EXERCISE =
Copy out the rows from the line with "Task: a point for each instance of the red" through the end of the rows, task and sample lines included. Shift each coordinate in the answer points by adding 146, and leave the sample coordinates unchanged.

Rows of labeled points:
· · · · ·
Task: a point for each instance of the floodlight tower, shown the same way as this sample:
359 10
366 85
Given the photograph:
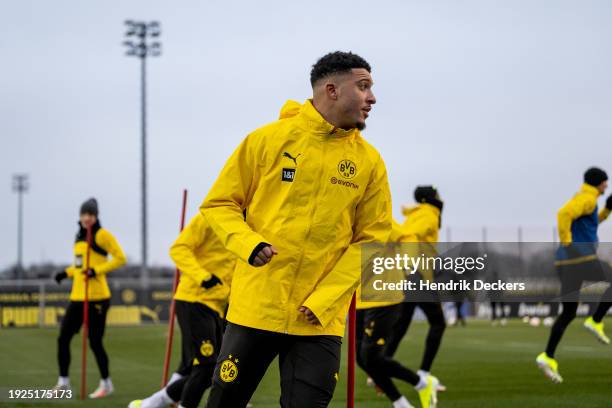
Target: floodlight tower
142 41
20 186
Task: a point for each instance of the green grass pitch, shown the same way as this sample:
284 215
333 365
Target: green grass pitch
482 366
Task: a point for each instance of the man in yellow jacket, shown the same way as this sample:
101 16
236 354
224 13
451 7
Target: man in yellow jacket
201 300
314 191
577 262
103 244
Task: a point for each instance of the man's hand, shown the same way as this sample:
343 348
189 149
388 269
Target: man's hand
212 282
60 276
91 273
310 317
264 255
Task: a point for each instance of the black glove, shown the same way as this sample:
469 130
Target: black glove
91 273
213 281
60 276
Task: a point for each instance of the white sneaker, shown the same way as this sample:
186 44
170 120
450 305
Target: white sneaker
104 390
402 403
62 387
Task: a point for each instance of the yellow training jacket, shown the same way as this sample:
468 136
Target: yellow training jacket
420 227
316 193
104 244
198 254
583 204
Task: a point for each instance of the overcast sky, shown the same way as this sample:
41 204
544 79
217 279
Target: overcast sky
501 104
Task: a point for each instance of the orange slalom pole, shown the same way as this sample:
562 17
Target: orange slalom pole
172 306
85 317
350 383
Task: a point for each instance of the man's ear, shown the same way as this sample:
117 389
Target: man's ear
331 90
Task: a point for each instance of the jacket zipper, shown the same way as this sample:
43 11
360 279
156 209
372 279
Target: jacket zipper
312 211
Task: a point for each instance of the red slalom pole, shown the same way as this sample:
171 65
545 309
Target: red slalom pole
85 317
350 383
172 306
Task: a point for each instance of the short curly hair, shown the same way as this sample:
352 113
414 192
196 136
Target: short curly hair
336 62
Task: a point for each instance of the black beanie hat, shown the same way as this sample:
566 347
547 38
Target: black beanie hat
90 207
595 176
424 194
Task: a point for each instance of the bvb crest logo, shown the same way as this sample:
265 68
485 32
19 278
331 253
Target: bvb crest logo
228 370
206 349
347 169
· · · · ·
SOLVED PROBLEM =
Task: a point for each instance of the red slalom pole, shown the same way as this sample:
171 65
545 309
Target: red slalom pole
231 463
496 529
318 452
Task: a point for each instance of the short curly hair, shown the same way as this sample:
352 113
414 192
196 136
Target: short curly hair
482 208
Task: a point for each instance of the black beanie hat, shown the same way as this sample:
566 347
547 38
Target: black beanie hat
236 353
741 322
570 340
Task: a point for each instance of the bvb crest logo, shown the same way as this sample:
265 68
485 32
19 278
331 253
Target: bvb crest logo
374 516
352 495
493 315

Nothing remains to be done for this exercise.